Brief 1
Extract each line of the rows below that contains the string "texture", matching case.

Text block
++++++
If you’ve read my book Lost Seattle or browsed through this site, you know I’ve got a thing for the lost and the forgotten. So when a friend emailed asking me to find evidence of a defunct mosquito fleet port, I was all in. My task: prove that Gilberton, WA was different from Brownsville, WA.

The mosquito fleet was a swarm of small steamers carrying passengers, mail, and parcel freight between ports on Washington’s Puget Sound, its bays and up navigable rivers. They even connected up into British Columbia. The first at Seattle was the Fairy which began service in 1853 when Seattle’s settlement was just a couple of years old. In my book I chose the 1936 fire on the Verona which was left to burn at its dock as the end of the small, old fleet.

The Steamer Potlatch seen near Brinnon in about 1914. Taken by my relative Byron Bird.
The Steamer Potlatch seen near Brinnon in about 1914. Taken by my relative Byron Bird. Larger on Flickr.

Gilberton’s story started fairly early, in 1888. Thor and Olive Gulbranson claimed land and settled a farm near Brown’s Bay (now Burke Bay), south of the growing community that became Brownsville. A family of Norwegian immigrants, the Gulbransons joined a boom in Scandinavian settlement on the inlets, bays, and fjords of the Kitsap Peninsula. Phil Dougherty on HistoryLink had this to say about Brownsville’s Scandinavian roots:

The unincorporated community of Brownsville, located in Kitsap County, first saw some scattered non-Native settlement in the 1860s, but real growth — mostly of Scandinavian immigrants and their descendants — did not arrive until the 1880s. When a post office was established in January 1890, it was named Brownsville after Solomon Brown, who was probably the first white settler to homestead in the area. By the early 1890s there was a small floating dock servicing Brownsville (a more permanent dock was built in 1901), and regular daily landings of steamers began in 1892 when the steamer Delta began delivering mail from Seattle.
++++++
Records:
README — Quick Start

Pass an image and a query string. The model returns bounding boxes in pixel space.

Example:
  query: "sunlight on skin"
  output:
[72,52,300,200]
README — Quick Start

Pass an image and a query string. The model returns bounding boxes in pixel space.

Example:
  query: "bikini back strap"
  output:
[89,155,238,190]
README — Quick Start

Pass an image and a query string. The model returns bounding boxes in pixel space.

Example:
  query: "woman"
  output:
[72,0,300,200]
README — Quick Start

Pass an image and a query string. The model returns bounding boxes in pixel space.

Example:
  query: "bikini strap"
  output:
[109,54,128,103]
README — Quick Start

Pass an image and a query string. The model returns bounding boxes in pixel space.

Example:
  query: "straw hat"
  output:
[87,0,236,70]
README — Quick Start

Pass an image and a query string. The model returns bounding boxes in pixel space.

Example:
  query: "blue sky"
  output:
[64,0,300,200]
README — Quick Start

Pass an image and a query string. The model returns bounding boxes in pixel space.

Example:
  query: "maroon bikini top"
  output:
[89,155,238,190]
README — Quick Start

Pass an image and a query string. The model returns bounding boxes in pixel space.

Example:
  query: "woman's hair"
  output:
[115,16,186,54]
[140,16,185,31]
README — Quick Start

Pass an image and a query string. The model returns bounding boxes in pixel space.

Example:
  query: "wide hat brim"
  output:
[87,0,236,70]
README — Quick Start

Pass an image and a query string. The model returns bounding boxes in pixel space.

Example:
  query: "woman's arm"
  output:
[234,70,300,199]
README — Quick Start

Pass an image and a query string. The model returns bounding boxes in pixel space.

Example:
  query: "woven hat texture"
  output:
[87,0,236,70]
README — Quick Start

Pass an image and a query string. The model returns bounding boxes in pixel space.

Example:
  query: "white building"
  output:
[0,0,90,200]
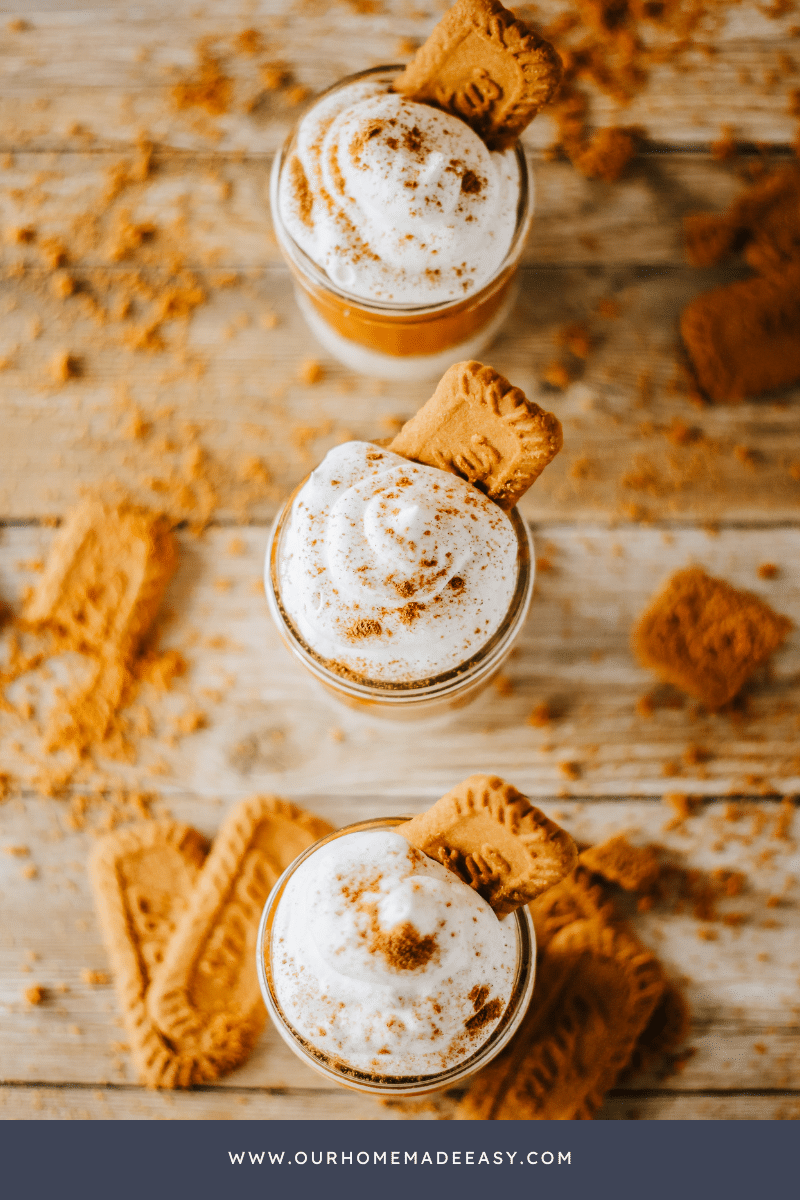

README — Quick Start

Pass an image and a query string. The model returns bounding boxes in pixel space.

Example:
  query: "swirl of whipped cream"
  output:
[325,462,473,608]
[279,80,519,304]
[271,829,517,1075]
[278,442,518,683]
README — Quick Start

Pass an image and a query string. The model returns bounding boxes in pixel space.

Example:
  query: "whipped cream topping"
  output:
[278,442,518,683]
[271,830,517,1076]
[278,79,519,305]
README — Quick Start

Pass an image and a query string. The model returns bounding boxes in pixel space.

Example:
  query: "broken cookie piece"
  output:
[631,566,792,709]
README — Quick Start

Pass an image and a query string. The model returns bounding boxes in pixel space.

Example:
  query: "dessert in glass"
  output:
[257,775,575,1096]
[270,0,560,379]
[265,362,561,718]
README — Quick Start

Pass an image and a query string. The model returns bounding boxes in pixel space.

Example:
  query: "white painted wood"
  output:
[0,1086,800,1123]
[0,796,800,1092]
[0,526,800,801]
[0,0,796,152]
[0,0,800,1120]
[0,265,800,523]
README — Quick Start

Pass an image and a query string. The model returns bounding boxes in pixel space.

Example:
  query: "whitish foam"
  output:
[278,442,518,683]
[279,80,519,305]
[271,830,517,1076]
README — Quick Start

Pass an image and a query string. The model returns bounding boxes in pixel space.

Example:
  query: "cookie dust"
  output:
[570,125,642,184]
[542,359,572,391]
[369,920,439,971]
[492,673,513,696]
[631,566,792,709]
[172,41,232,116]
[80,967,112,988]
[50,350,83,383]
[681,164,800,402]
[528,701,555,730]
[663,792,703,833]
[579,833,661,893]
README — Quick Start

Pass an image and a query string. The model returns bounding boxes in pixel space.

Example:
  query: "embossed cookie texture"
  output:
[456,902,664,1121]
[395,0,561,150]
[90,821,207,1087]
[397,775,578,917]
[148,796,331,1081]
[389,361,563,510]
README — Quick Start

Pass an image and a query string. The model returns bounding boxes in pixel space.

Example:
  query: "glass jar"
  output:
[255,817,536,1096]
[264,480,536,720]
[270,66,534,379]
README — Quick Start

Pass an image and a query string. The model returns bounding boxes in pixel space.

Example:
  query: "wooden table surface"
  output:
[0,0,800,1120]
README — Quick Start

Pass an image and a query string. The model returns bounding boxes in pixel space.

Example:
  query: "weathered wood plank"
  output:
[0,1087,800,1123]
[0,265,800,523]
[0,792,800,1092]
[0,1086,388,1121]
[0,149,767,272]
[0,0,796,152]
[0,526,800,802]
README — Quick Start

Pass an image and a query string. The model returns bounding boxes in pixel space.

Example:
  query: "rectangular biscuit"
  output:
[397,775,578,917]
[389,361,563,510]
[23,498,178,659]
[456,919,664,1121]
[393,0,561,150]
[148,796,331,1081]
[23,498,178,756]
[90,821,207,1087]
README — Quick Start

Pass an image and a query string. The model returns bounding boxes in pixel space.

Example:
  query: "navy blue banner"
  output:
[0,1121,798,1200]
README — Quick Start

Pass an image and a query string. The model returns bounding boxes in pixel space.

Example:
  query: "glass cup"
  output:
[264,480,536,720]
[255,817,536,1096]
[270,66,534,379]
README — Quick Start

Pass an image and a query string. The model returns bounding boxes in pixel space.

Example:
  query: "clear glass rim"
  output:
[255,816,536,1096]
[270,64,534,316]
[264,476,536,706]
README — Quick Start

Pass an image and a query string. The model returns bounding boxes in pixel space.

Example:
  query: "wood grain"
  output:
[0,1087,800,1121]
[0,526,800,796]
[0,0,796,152]
[0,792,800,1094]
[0,0,800,1120]
[0,265,800,524]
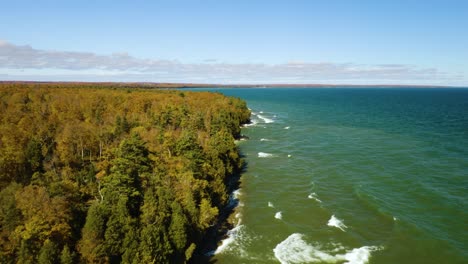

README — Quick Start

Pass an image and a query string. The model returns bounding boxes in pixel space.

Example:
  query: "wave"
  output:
[328,215,348,232]
[273,233,382,264]
[211,225,244,255]
[242,119,258,127]
[257,115,275,124]
[258,152,273,158]
[307,193,322,203]
[275,212,283,220]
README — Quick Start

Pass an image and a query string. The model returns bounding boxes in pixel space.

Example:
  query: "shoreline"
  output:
[0,80,458,89]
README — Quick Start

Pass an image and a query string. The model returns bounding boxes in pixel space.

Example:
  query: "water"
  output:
[197,88,468,263]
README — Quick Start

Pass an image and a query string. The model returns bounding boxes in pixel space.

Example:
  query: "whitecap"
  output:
[273,233,382,264]
[275,212,283,220]
[213,225,243,255]
[257,115,275,124]
[307,193,322,203]
[340,246,381,264]
[258,152,273,158]
[328,215,348,232]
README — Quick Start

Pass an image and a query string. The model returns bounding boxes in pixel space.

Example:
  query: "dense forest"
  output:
[0,83,250,263]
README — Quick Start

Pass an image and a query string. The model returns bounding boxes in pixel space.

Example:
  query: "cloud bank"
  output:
[0,40,463,84]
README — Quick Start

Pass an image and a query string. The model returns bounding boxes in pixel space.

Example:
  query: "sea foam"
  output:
[328,215,348,232]
[307,193,322,203]
[257,115,275,124]
[273,233,381,264]
[213,225,244,255]
[258,152,273,158]
[275,212,283,220]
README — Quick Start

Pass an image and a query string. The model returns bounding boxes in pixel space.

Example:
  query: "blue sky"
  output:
[0,0,468,86]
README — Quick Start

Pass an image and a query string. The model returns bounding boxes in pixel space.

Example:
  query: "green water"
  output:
[203,88,468,263]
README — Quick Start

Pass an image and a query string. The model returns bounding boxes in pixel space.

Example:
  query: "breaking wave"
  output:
++++++
Brief 2
Please repeat the Gilberton passage above word for word, between "If you’ve read" and "small, old fleet.", inclusive.

Task response 1
  query: "woven hat texture"
  query: "embossed cookie texture"

Task response 2
If you’ve read my book Lost Seattle or browsed through this site, you know I’ve got a thing for the lost and the forgotten. So when a friend emailed asking me to find evidence of a defunct mosquito fleet port, I was all in. My task: prove that Gilberton, WA was different from Brownsville, WA.

The mosquito fleet was a swarm of small steamers carrying passengers, mail, and parcel freight between ports on Washington’s Puget Sound, its bays and up navigable rivers. They even connected up into British Columbia. The first at Seattle was the Fairy which began service in 1853 when Seattle’s settlement was just a couple of years old. In my book I chose the 1936 fire on the Verona which was left to burn at its dock as the end of the small, old fleet.